Detection annotation records:
<<<<

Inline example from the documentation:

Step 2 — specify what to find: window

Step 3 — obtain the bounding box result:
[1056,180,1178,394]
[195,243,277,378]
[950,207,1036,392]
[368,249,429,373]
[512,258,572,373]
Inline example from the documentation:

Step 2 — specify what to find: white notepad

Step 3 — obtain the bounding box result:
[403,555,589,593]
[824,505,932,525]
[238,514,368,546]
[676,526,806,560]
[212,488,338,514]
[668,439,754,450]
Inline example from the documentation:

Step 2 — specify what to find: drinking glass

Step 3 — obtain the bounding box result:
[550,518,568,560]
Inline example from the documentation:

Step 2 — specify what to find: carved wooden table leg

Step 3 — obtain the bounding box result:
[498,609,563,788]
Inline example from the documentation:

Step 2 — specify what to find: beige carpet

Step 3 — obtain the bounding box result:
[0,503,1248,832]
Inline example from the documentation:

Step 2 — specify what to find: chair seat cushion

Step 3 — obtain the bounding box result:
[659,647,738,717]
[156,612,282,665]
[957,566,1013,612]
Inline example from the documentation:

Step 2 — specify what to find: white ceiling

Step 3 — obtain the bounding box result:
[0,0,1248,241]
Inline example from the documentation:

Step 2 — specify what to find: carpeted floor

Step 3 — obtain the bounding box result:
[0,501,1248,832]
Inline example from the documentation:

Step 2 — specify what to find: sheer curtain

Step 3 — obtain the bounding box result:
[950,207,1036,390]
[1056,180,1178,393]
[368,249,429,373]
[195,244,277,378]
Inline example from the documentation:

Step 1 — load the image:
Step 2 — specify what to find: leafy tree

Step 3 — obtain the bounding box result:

>>>>
<<<<

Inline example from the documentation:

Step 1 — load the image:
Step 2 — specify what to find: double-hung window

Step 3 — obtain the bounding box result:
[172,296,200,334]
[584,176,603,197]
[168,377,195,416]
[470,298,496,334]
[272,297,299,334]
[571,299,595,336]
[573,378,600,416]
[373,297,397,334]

>>>>
<<<<

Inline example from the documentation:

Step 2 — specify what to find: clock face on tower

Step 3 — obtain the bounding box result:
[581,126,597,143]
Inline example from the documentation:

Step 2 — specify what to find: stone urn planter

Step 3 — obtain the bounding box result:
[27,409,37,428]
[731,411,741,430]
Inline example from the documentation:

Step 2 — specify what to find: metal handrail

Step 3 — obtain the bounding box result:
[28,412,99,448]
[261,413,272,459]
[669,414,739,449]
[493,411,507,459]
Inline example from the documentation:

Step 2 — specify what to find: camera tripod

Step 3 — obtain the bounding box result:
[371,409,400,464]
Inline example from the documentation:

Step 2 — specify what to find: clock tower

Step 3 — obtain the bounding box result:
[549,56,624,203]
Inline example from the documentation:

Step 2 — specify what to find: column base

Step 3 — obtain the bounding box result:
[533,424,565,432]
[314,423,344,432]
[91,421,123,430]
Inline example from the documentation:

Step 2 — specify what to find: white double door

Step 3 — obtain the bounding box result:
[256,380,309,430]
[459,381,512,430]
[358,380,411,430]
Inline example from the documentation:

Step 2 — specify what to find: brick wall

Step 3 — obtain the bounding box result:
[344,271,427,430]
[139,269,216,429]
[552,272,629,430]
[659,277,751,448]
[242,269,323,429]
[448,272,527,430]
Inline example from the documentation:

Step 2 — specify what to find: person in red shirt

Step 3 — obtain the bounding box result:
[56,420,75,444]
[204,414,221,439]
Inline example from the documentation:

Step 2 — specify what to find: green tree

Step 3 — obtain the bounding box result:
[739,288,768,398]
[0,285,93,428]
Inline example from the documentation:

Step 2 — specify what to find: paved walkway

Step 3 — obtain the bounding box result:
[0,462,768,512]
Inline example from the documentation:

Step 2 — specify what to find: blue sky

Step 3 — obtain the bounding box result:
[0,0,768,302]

>>>>

> _THE TASK_: Report every line of the listing above that contains the string "double", treating uppercase and lowercase letters as distinct.

> _SOLUTION TO THIS PROBLEM_:
Step 2 — specify what to find: double-hung window
Step 2 — specify what to find: white double door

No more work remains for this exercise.